*Using the information*
[a] In the commentary on the first 2020 Democratic presidential debate, what top marginal income tax rate was Beto O'Rourke asked whether he would agree to?
[b] Write the next passage of the commentary on the first 2020 Democratic presidential debate, continuing from its last sentence.

*Page extract*
== Segment start ==

Yesterday, before the first Democratic presidential debate of the 2020 cycle, I argued that early debates can actually tell us a lot about where a political party is heading, and that the biggest question Wednesday would be "Will any non-fringe candidate bring up math?"
Last night's answer came through loud and clear: Oh, hell no.
Literally, the second, third, and fourth questions, asked to the second-, third-, and fourth-highest-polling candidates on stage were invitations to refute the budgetary math and government-energizing approach of the evening's front-runner, Sen. Elizabeth Warren (D–Mass). And all three competitors whiffed.
Sen. Amy Klobuchar (D–Minn.), who has made clear in this campaign that she's not a "democratic socialist," was asked to expand on her dismissal of progressive "magic genie" proposals to hand out free money to the likes of college students, but spent just one short, defensive sentence in her 190-word response acknowledging any limitations on giveaways. "So I do get concerned about paying for college for rich kids, I do," Klobuchar said. "But I think my plan is a good one. And my plan would be to, first of all, make community college free and make sure that everyone else besides that top percentile gets help with their education."
Former congressman Beto O'Rourke, who has campaigned in the past on cutting the size of government, was asked whether he would agree to a 70 percent top marginal income tax rate, which has been proposed by Rep. Alexandria Ocasio-Cortez (D–N.Y.), and bears a passing resemblance to Warren's tippy-top tax. O'Rourke, visibly nervous, literally did not answer the question despite three attempts by moderator Lester Holt, beginning his first filibuster with this perfectly Warrenesque rhetoric:
"Right now, we have a system that favors those who can pay for access and outcomes. That's how you explain an economy that is rigged to corporations and to the very wealthiest. A $2 trillion tax cut that favored corporations while they were sitting on record piles of cash and the very wealthiest in this country at a time of historic wealth inequality."
As I wrote yesterday, "Whether Klobuchar or O'Rourke feel brave enough to stand up for budget math will be a key early indicator of whether bothering to pay for stuff is still a live rhetorical issue in the Democratic Party." They failed the test spectacularly. And they were hardly alone.
Sen. Cory Booker (D–N.J.), who has been running away from his past enthusiasm for charter schools, took a different tack than evasion or acknowledgment—he simply denied there was any daylight between him and Warren at all.
"You've said we should not 'be running around pointing at companies and breaking them up without any kind of process'," NBC's Savanna Guthrie pointed out. "Why do you disagree?" Booker simply replied, "I don't think I disagree," then went on to bemoan corporate consolidation and criticize companies by name.

== Segment end ==

*Record set*
== Segment start ==

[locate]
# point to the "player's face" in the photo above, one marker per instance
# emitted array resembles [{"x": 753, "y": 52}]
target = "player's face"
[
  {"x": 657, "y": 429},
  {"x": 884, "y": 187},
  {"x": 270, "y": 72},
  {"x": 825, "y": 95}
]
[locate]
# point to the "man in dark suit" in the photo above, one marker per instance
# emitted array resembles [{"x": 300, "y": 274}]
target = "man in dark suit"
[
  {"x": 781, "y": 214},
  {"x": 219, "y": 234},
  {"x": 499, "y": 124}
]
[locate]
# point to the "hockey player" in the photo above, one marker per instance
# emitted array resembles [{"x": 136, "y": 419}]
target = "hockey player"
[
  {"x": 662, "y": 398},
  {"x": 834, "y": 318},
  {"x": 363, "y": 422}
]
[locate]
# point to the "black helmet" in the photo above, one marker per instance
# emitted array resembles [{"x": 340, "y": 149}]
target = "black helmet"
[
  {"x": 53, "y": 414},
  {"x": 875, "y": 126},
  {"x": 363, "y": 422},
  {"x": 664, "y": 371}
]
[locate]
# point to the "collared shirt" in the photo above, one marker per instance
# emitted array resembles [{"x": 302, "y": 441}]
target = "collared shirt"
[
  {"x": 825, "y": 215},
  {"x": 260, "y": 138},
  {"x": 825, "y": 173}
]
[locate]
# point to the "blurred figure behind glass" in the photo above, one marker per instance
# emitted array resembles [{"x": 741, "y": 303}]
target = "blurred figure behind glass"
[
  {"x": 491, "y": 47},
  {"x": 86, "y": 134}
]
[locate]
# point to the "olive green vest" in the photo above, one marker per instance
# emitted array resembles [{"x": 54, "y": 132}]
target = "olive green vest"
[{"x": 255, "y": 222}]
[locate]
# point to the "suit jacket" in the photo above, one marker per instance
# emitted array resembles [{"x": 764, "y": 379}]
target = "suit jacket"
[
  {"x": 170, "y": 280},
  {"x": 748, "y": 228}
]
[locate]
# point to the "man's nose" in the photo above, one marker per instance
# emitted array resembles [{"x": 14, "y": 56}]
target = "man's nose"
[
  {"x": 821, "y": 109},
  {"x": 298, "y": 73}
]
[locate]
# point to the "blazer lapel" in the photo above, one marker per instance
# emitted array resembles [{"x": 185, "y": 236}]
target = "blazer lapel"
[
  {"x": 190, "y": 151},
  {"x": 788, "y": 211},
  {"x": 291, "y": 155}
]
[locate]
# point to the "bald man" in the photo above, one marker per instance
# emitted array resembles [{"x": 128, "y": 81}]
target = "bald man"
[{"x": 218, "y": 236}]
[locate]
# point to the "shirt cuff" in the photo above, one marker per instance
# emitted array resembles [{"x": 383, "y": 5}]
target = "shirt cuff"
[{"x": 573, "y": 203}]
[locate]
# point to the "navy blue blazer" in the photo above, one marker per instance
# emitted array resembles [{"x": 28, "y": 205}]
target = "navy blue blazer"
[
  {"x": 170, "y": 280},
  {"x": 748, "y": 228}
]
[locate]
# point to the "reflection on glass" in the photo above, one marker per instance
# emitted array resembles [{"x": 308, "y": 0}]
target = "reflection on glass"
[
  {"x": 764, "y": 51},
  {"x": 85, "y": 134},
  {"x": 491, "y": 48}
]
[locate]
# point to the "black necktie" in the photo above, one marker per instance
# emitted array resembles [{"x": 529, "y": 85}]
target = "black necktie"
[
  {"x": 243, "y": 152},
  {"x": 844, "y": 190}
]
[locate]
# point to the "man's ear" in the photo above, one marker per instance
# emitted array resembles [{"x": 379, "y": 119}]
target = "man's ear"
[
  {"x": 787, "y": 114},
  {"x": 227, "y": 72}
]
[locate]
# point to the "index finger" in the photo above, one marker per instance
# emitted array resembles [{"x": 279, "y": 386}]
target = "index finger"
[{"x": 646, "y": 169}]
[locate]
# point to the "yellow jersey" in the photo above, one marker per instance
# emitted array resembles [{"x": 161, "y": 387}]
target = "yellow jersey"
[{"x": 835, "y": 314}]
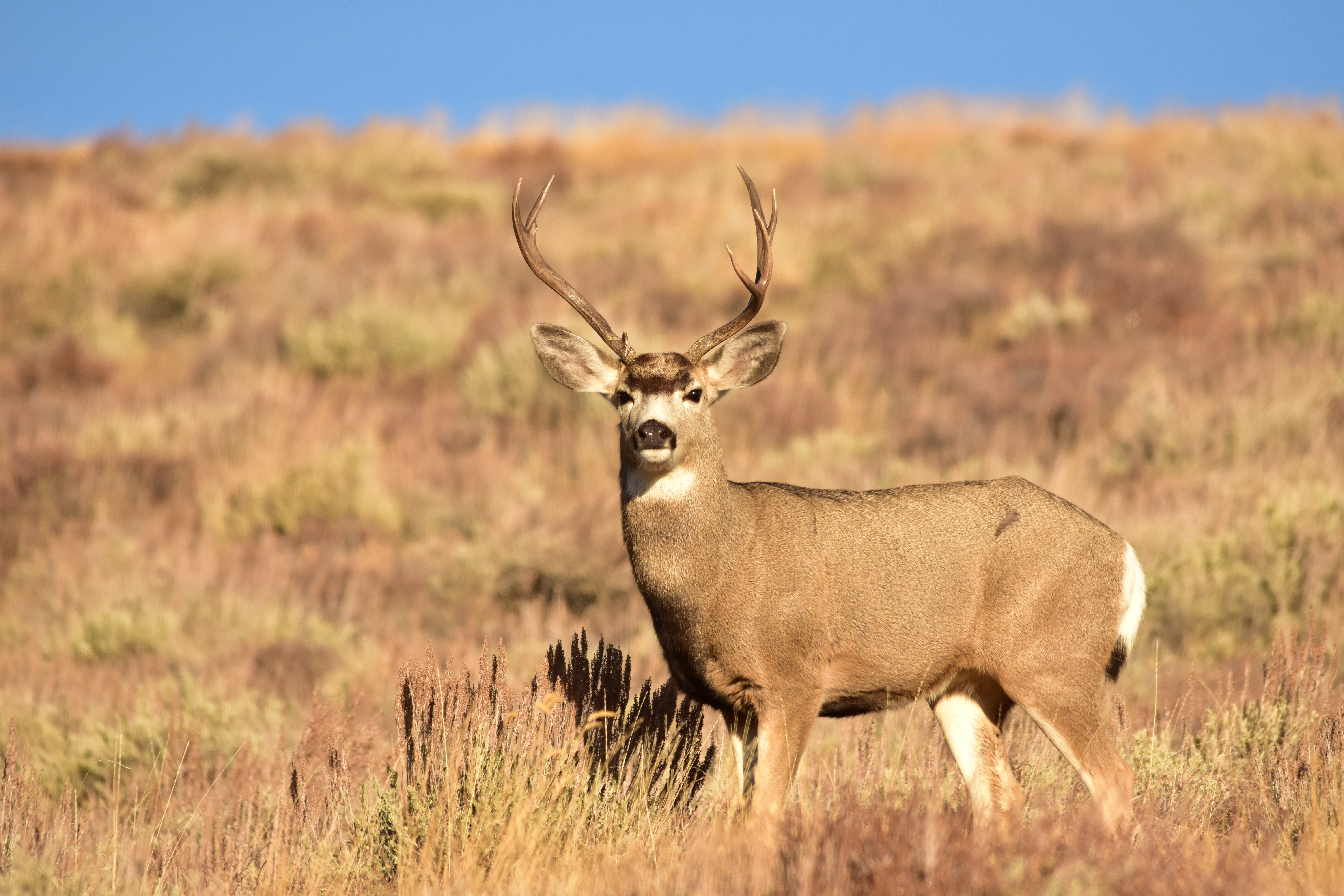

== Segment end ==

*Written answers*
[a] A 70 percent top marginal income tax rate.

[b]
As foreshadowed, the only candidate on stage last night to seize the notion of practicability as a differentiator and selling proposition was moneybags former Maryland congressman John Delaney, currently averaging 0.4 percent in national polls. But even Delaney, who injected some comparatively centrist notions into discussions on Medicare and climate change, and whose closing statement emphasized "real solutions" over "impossible promises," turned down a golden opportunity to swat away the statist claptrap of New York Mayor Bill de Blasio.
After the deservedly loathed mayor posited that the "heart and soul" of the Democratic Party should include such notions as "there's plenty of money in this world, there's plenty of money in this country; it's just in the wrong hands," Delaney was asked directly by Telemundo host José Díaz-Balart "Do you agree?"
Delaney's 229-word answer didn't come close to including the word "no."
"I think we have to do real things to help American workers and the American people, right?" he said. "This is the issue that all of us hear on the campaign trail. We need to make sure everyone has a living wage. And I've called for a doubling of the earned income tax credit, raising the minimum wage, and creating paid family leave." And so on.
Democratic candidates on stage last night did not see their own different-than-Warren economic policy views as potential slingshots to vault their campaigns forward, but rather more like icebergs that could sink the whole enterprise. Klobuchar spent a single sentence defending the apparently controversial-to-Democrats notion that maybe outlawing private health insurance wasn't such a hot idea, then pivoted quickly to evil pharmaceutical companies. O'Rourke couched his own Klobuchar-like reticence in the most lefty sounding way: "If you're a member of a union that negotiated for a health care plan that you like because it works for you and your family, you're able to keep it," he said.
As Nick Gillespie noted this morning, tonight's grown-ups' table debate (featuring 10 candidates with a combined two-thirds of national polling support), will give us the best early opportunity to test democratic socialism with whatever isms front-runner Joe Biden and out-of-nowhere upstart Pete Buttigieg represent. Soon enough, we won't have the John Delaneys of the world to kick around anymore; will any other Democrat be brave enough to buck the party's embrace of magic-genie economics?